> [PAGE]:
>> BEGIN

Azure Data Factory Patterns and Features for the Azure Well-Architected Framework

This post has been republished via RSS; it originally appeared at: New blog articles in Microsoft Community Hub.

The Azure Well-Architected Framework (WAF) helps ensure that Azure workloads are reliable, stable, and secure while meeting SLAs for performance and cost. The WAF tenets are:

Cost Optimization - Managing costs to maximize the value delivered.
Reliability - The ability of a system to recover from failures and continue to function.
Operational Excellence - Operational processes that keep a system running in production.
Performance Efficiency - The ability of a system to adapt to changes in load.
Security - Protecting applications and data from threats.

In this blog post, we’ll focus on features and patterns to implement within Azure Data Factory (ADF) that align to the Azure Well-Architected Framework for data workloads.

>> END

> [JOB A]: In the post on Azure Data Factory and the Well-Architected Framework, how is the Reliability tenet defined?
> [JOB B]: Reproduce the stretch of the Azure Data Factory post from "Cost Optimization - Managing" through "for data workloads.".

> [PROVIDED MATERIAL]:
>> BEGIN

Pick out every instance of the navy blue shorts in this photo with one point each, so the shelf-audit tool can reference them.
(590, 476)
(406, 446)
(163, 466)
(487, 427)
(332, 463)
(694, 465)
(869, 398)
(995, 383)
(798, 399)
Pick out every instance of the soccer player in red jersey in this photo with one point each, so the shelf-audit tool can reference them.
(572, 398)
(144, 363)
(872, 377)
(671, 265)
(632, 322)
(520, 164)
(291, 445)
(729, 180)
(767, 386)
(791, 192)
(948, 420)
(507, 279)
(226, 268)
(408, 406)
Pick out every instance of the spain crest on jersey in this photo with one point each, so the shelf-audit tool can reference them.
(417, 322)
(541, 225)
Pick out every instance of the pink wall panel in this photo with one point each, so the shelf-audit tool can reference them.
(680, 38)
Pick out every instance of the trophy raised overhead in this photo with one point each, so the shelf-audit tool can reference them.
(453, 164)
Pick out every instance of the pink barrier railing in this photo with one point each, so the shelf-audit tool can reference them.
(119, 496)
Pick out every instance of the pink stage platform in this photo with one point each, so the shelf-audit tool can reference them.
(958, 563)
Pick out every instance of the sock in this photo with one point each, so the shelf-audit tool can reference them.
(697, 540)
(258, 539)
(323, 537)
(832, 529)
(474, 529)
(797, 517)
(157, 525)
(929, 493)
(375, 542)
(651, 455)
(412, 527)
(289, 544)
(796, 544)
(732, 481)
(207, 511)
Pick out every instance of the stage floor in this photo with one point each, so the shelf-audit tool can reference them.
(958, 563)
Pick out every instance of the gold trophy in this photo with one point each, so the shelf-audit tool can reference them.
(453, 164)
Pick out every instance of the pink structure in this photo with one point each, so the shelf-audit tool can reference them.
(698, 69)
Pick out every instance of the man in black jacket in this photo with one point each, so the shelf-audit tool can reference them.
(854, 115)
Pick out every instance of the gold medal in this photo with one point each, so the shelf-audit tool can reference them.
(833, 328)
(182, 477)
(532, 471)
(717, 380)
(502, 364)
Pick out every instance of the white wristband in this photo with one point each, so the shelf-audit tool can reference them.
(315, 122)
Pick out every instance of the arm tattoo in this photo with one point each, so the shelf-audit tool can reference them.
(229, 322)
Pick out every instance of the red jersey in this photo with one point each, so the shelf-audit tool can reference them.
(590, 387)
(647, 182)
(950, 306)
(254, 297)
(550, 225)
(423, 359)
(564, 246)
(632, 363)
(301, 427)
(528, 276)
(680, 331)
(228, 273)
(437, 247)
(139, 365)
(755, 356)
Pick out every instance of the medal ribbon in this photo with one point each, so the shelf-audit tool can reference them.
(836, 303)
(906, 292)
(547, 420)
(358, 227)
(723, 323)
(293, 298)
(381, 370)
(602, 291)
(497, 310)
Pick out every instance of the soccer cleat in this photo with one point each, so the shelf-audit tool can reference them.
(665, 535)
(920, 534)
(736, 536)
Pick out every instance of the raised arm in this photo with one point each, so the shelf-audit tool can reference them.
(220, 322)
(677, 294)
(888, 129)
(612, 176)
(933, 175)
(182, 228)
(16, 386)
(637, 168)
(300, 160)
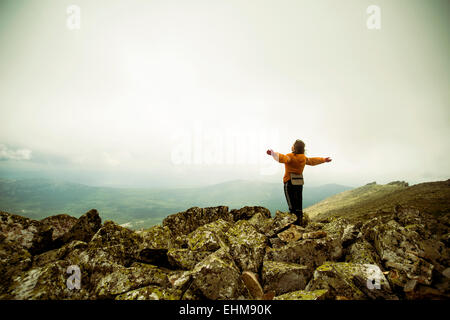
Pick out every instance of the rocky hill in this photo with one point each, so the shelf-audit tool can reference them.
(360, 203)
(400, 252)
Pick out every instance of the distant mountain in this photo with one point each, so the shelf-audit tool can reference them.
(429, 197)
(142, 208)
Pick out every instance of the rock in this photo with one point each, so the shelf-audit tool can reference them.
(46, 283)
(116, 244)
(276, 243)
(314, 235)
(446, 273)
(247, 246)
(186, 258)
(83, 230)
(416, 291)
(309, 252)
(13, 260)
(350, 234)
(304, 295)
(187, 221)
(218, 278)
(342, 230)
(61, 223)
(57, 254)
(208, 237)
(339, 278)
(291, 234)
(260, 222)
(181, 280)
(157, 237)
(362, 252)
(283, 277)
(398, 249)
(30, 234)
(281, 221)
(252, 284)
(151, 293)
(246, 213)
(126, 279)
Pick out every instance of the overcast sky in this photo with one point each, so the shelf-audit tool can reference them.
(188, 92)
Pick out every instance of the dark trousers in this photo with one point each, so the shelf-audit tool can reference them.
(294, 198)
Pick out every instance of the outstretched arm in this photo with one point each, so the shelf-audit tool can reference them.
(279, 157)
(317, 160)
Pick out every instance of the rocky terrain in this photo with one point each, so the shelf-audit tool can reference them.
(217, 253)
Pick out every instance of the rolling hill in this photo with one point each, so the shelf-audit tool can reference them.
(142, 208)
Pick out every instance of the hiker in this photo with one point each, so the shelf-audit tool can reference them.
(294, 163)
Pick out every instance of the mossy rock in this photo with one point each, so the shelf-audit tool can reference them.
(151, 293)
(283, 277)
(304, 295)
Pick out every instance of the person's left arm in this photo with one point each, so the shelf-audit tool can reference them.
(316, 160)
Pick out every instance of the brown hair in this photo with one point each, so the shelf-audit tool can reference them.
(299, 147)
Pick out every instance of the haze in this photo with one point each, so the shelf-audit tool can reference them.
(187, 93)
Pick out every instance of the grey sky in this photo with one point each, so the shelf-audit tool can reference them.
(113, 102)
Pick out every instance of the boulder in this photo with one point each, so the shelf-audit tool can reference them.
(187, 221)
(247, 212)
(31, 235)
(351, 280)
(362, 252)
(186, 258)
(14, 259)
(398, 249)
(208, 237)
(253, 286)
(291, 234)
(283, 277)
(261, 222)
(83, 230)
(157, 237)
(61, 223)
(126, 279)
(247, 246)
(116, 244)
(151, 293)
(46, 283)
(281, 221)
(309, 252)
(314, 235)
(57, 254)
(304, 295)
(218, 278)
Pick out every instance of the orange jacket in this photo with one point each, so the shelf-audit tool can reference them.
(295, 163)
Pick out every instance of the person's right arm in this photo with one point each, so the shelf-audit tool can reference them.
(278, 156)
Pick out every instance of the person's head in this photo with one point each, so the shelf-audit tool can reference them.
(298, 147)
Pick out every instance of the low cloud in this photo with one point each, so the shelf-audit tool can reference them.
(14, 154)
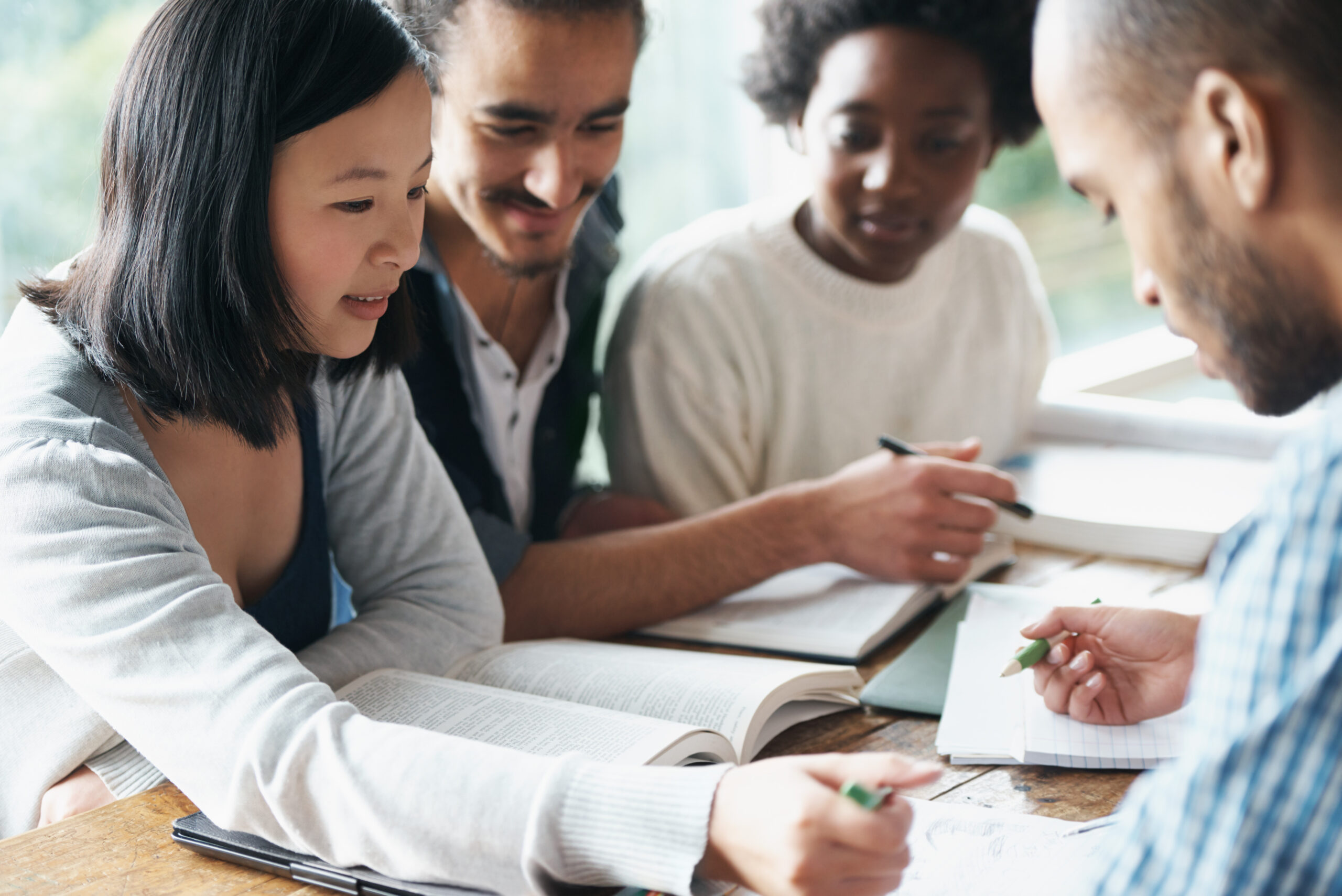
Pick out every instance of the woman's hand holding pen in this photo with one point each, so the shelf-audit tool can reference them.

>> END

> [RESULT A]: The ability of a system to recover from failures and continue to function.

> [RESULT B]:
Cost Optimization - Managing costs to maximize the value delivered.
Reliability - The ability of a system to recover from failures and continue to function.
Operational Excellence - Operational processes that keep a system running in production.
Performance Efficiency - The ability of a system to adapt to changes in load.
Security - Protecting applications and data from threats.

In this blog post, we’ll focus on features and patterns to implement within Azure Data Factory (ADF) that align to the Azure Well-Architected Framework for data workloads.